## [Supplied material]
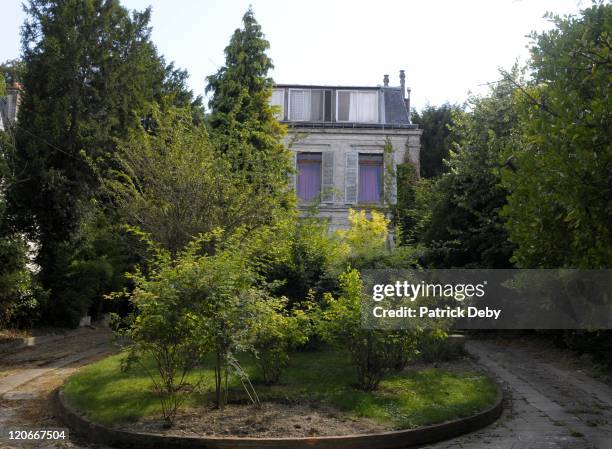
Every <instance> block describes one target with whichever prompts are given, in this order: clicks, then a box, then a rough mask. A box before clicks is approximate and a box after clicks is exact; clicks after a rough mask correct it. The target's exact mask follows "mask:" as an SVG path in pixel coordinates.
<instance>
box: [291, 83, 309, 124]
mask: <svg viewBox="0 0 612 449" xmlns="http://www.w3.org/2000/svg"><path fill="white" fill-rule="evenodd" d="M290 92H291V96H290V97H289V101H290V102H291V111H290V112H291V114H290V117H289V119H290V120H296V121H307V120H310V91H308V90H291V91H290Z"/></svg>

---

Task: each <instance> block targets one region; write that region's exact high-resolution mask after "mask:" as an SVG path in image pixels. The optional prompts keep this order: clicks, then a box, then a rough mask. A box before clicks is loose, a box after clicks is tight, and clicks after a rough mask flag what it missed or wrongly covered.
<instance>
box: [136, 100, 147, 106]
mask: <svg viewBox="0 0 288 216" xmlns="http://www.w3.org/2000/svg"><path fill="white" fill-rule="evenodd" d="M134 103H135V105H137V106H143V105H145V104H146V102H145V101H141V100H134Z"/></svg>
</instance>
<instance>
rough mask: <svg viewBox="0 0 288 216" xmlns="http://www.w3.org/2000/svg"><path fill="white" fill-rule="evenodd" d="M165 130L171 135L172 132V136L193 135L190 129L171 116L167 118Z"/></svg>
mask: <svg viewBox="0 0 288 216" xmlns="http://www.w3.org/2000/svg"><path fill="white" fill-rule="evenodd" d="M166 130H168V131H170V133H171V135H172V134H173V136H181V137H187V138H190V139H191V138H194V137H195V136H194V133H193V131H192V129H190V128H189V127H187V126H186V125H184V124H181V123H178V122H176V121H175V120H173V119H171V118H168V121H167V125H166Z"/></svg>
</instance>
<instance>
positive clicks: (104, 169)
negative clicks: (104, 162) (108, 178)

## [Work item]
From the entries, copy every line in which the string "clicks" can be found.

## [Written answer]
Every <instance> block describes one target with whichever prompts are given, in this order: clicks, then a box, then a rough mask. A box before clicks is approximate and a box after clicks is exact; clicks after a rough mask correct it. The target's exact mask follows "mask:" as an SVG path in pixel coordinates.
Task: each <instance> block targets one region; write that region's exact high-resolution mask after "mask:" as an SVG path in image pixels. The optional prompts keep this order: clicks, then a box, then a rough mask. A box before clicks is loose, a box after clicks is tight, and clicks after a rough mask flag what it missed or wrongly covered.
positive clicks: (104, 169)
negative clicks: (104, 162) (108, 178)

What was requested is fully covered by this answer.